* PROBLEM TO WORK ON
Output, exactly as written, the lines below starting at the line containing "Target = fern-like foliage" and ending at the line containing "Target = white piano key". Drop the pictures and keep both end lines.

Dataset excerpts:
================

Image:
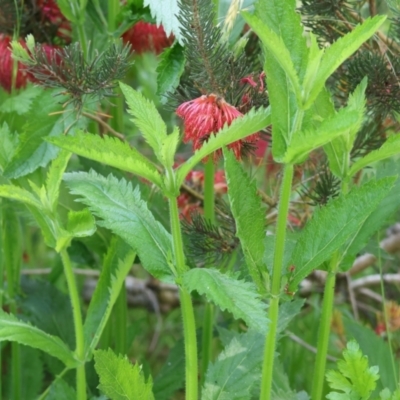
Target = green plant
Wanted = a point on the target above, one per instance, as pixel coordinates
(83, 183)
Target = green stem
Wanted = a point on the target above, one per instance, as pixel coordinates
(83, 40)
(324, 330)
(79, 338)
(113, 10)
(121, 322)
(12, 243)
(273, 314)
(189, 326)
(208, 319)
(2, 264)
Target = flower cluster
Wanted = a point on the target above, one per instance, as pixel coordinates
(207, 115)
(54, 27)
(147, 37)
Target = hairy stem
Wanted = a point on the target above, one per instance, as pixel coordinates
(324, 330)
(189, 326)
(78, 326)
(273, 314)
(208, 320)
(121, 322)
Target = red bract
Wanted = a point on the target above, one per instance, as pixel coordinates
(207, 115)
(144, 37)
(52, 14)
(6, 66)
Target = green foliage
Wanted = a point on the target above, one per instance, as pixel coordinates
(377, 350)
(249, 215)
(109, 151)
(275, 47)
(390, 148)
(47, 308)
(170, 69)
(32, 152)
(60, 390)
(119, 379)
(338, 151)
(8, 144)
(236, 370)
(332, 225)
(252, 122)
(150, 123)
(21, 103)
(54, 177)
(21, 332)
(165, 12)
(339, 51)
(116, 265)
(172, 374)
(229, 293)
(122, 210)
(355, 378)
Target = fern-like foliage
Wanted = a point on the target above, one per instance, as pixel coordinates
(207, 242)
(68, 70)
(355, 380)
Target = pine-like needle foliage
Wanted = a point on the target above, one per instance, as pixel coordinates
(210, 66)
(208, 242)
(67, 69)
(323, 188)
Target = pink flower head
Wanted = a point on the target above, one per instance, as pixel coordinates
(7, 64)
(207, 115)
(144, 36)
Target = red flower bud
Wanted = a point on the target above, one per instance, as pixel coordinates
(144, 36)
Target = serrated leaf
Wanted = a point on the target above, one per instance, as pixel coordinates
(122, 210)
(340, 51)
(355, 377)
(390, 148)
(109, 151)
(376, 349)
(8, 145)
(147, 118)
(47, 308)
(338, 150)
(60, 390)
(170, 69)
(237, 369)
(251, 123)
(332, 225)
(116, 265)
(377, 220)
(305, 141)
(68, 8)
(229, 293)
(276, 48)
(19, 194)
(12, 243)
(249, 217)
(168, 148)
(119, 379)
(22, 102)
(81, 223)
(165, 12)
(33, 152)
(14, 330)
(286, 23)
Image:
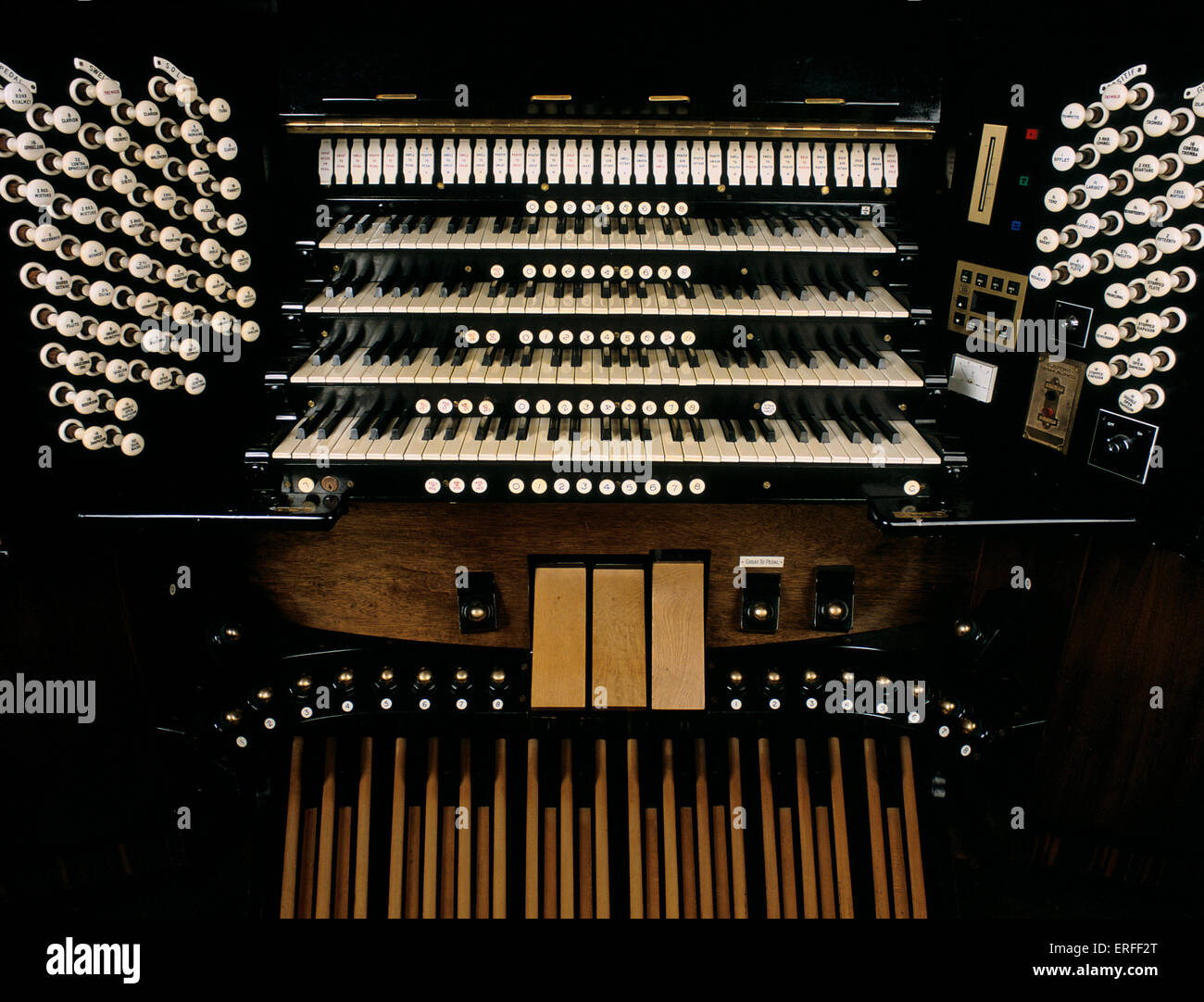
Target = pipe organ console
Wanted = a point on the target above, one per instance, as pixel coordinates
(588, 489)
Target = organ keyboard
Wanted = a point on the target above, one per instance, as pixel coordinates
(484, 313)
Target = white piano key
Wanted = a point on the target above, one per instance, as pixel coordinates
(325, 163)
(533, 161)
(891, 165)
(819, 164)
(607, 161)
(570, 161)
(409, 160)
(585, 161)
(858, 165)
(786, 163)
(682, 161)
(766, 161)
(734, 163)
(841, 165)
(518, 160)
(641, 161)
(374, 161)
(462, 160)
(426, 161)
(874, 164)
(622, 163)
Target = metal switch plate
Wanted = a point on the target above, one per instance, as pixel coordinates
(1122, 445)
(1054, 403)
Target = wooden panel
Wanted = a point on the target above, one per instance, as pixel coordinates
(621, 662)
(558, 642)
(678, 636)
(388, 569)
(1135, 626)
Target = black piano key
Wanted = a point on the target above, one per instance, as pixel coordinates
(867, 428)
(366, 418)
(889, 432)
(813, 425)
(847, 428)
(328, 423)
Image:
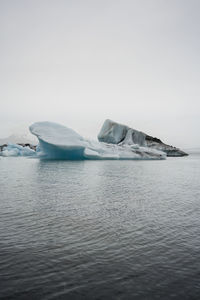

================

* WRITTEN ANSWER
Target = fern-like foliage
Wanted = a point on the target above, one per instance, as pixel coordinates
(207, 242)
(68, 70)
(355, 380)
Target = pine-like needle foliage
Wanted = a point on the target above, one per instance, as pixel coordinates
(210, 66)
(208, 242)
(67, 69)
(323, 188)
Target = pink flower head
Wanted = a point on the target above, one per instance, as pixel coordinates
(7, 64)
(207, 115)
(144, 36)
Target = red flower bud
Wanted = a point on the target above, one per instance, as pixel coordinates
(144, 36)
Target = serrated leaf
Wanted = a point on the target above, one per instance, as pixel coordinates
(122, 210)
(340, 51)
(355, 377)
(390, 148)
(109, 151)
(376, 349)
(8, 145)
(147, 118)
(47, 308)
(338, 150)
(60, 390)
(170, 69)
(237, 369)
(251, 123)
(332, 225)
(116, 265)
(377, 220)
(305, 141)
(68, 8)
(229, 293)
(276, 48)
(19, 194)
(12, 243)
(249, 217)
(168, 148)
(119, 379)
(22, 102)
(81, 223)
(165, 12)
(33, 152)
(14, 330)
(286, 23)
Image:
Target = pipe organ console
Wanted = a point on the target above, one per instance, as pixel coordinates
(588, 489)
Target = organ keyboard
Wanted = a point on the target above, one per instance, as pixel coordinates
(484, 313)
Target = white piano key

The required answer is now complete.